OPDRACHTEN BIJ OEFENING —
**a)** Welke kenmerken van een sterke of gewenste leercultuur noemt de tekst over leercultuur? Geef ze allemaal.
**b)** Schrijf uit de tekst over leercultuur het stuk over dat begint bij de woorden "Het ontwikkelen van" en eindigt bij "voor alle Nederlanders.".

TEKSTFRAGMENT —
Het ontwikkelen van een sterke leercultuur is nodig om als samenleving veranderingen op de arbeidsmarkt het hoofd te bieden. Maar de leercultuur ontwikkelt zich in Nederland te traag en er is te weinig urgentie. Dat blijkt uit de Monitor Leercultuur die onderzoekers van de SER en TNO hebben opgesteld.
Volgens de onderzoekers is er sprake van een sterke leercultuur als werknemers leren en ontwikkelen als iets vanzelfsprekends zien. Bij de gewenste leercultuur zijn mensen leergierig en maakt leren onderdeel uit van de dagelijkse activiteiten. Al sinds enige jaren benadrukken beleidsmakers het maatschappelijke en economische belang van leven lang ontwikkelen. Het vorige kabinet streefde zelfs, zonder al te veel succes, naar een ‘doorbraak’. Ook het huidige kabinet heeft ambitieuze plannen, onder andere op het gebied van leerrechten voor alle Nederlanders.

RUWE GEGEVENS —
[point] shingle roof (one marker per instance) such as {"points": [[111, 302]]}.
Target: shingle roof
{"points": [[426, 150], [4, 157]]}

RESULTATEN OEFENING —
**a)**
- Werknemers zien leren en ontwikkelen als iets vanzelfsprekends.
- Mensen zijn leergierig.
- Leren maakt onderdeel uit van de dagelijkse activiteiten.

**b)**
Het ontwikkelen van een sterke leercultuur is nodig om als samenleving veranderingen op de arbeidsmarkt het hoofd te bieden. Maar de leercultuur ontwikkelt zich in Nederland te traag en er is te weinig urgentie. Dat blijkt uit de Monitor Leercultuur die onderzoekers van de SER en TNO hebben opgesteld.
Volgens de onderzoekers is er sprake van een sterke leercultuur als werknemers leren en ontwikkelen als iets vanzelfsprekends zien. Bij de gewenste leercultuur zijn mensen leergierig en maakt leren onderdeel uit van de dagelijkse activiteiten. Al sinds enige jaren benadrukken beleidsmakers het maatschappelijke en economische belang van leven lang ontwikkelen. Het vorige kabinet streefde zelfs, zonder al te veel succes, naar een ‘doorbraak’. Ook het huidige kabinet heeft ambitieuze plannen, onder andere op het gebied van leerrechten voor alle Nederlanders.